ES STEHT VIEL AUF DEM SPIEL_ Es ist wohl die entscheidende Frage für die Zukunft nicht nur der Gewerkschaften, ob dieses eher traditionelle Konzept der Interessenvertretung noch zukunftstauglich ist. Es könnte ja sein, dass gegenwärtig mehr auf dem Spiel steht, als sie selbst glauben, mehr auch, als diese Studie vermuten lässt. Eine Demokratie und eine Wirtschaftsordnung, deren Sinn und Zweck von den Akteuren vor allem darin gesehen wird, möglichst viel für das eigene Interesse herauszuschlagen, haben ihre destruktiven Züge längst und in der jüngsten Zeit besonders nachhaltig bewiesen. Das allgemeine Interesse, früher altmodisch Gemeinwohl genannt, hat keinen Anwalt mehr, wenn Politik auf das Verfolgen des eigenen Vorteils verkürzt wird. Es dürfte inzwischen auch klar sein, welche Interessen sich am Ende in solch „postdemokratischen“ Zuständen dann durchsetzen. Wenn der „Geist der Demokratie“, der gemeinsame Sinn für die öffentlichen Angelegenheiten, in Staat, Wirtschaft und Gesellschaft schwinden, dann helfen am Ende auch keine Interessenvertretung und keine Lobbyordnung mehr. Andere haben weniger Probleme mit einer solchen Transformation der Demokratie; sie sehen am Horizont bereits ein neues Modell der Wirtschaft und des Wirtschaftens auftauchen: eine Art „Staatskapitalismus“. Doch der braucht am Ende, um erfolgreich und stabil zu sein, keine Gewerkschaften mehr – und auch keine Demokratie.

Bereitgestellte Daten

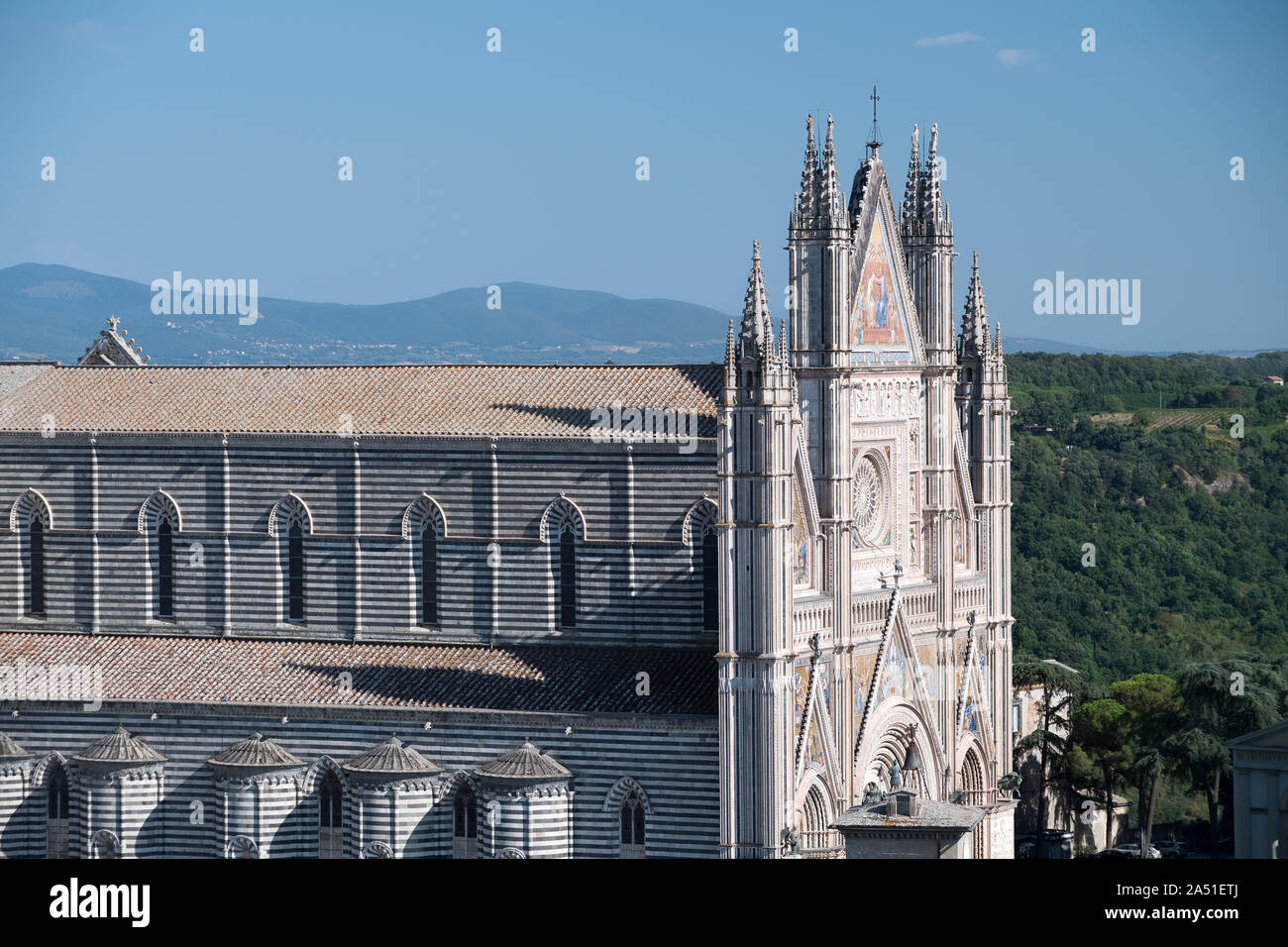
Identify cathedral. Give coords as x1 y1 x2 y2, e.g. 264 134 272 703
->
0 110 1014 858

Aufgaben
[A] Unter welcher Bedingung hat das allgemeine Interesse laut dem Textauszug über Gewerkschaften und Demokratie keinen Anwalt mehr? Erkläre den Zusammenhang in ein bis drei Sätzen.
[B] Welches neue Modell der Wirtschaft sehen andere laut dem Textauszug über Gewerkschaften und Demokratie bereits am Horizont auftauchen?
[C] Setze den Textauszug über Gewerkschaften und Demokratie nach seinem letzten Satz fort.

Lösungen
[A] Das allgemeine Interesse, früher Gemeinwohl genannt, verliert seinen Anwalt, wenn Politik auf das Verfolgen des eigenen Vorteils verkürzt wird. Dann geht es den Akteuren vor allem darum, möglichst viel für das eigene Interesse herauszuschlagen.

[B] Eine Art „Staatskapitalismus“.

[C]
Die Karten werden neu gemischt. Die vorliegende Lobbystudie ist weit mehr als eine Untersuchung über den Einfluss der Interessengruppen und wie man ihn zähmen kann. Sie führt die Gewerkschaften und die politische Öffentlichkeit ganz nah an die Frage heran, wie es – ein knappes Vierteljahrhundert nach dem scheinbaren Triumph – mit unserer demokratischen und wirtschaftlichen Ordnung weitergehen kann und soll.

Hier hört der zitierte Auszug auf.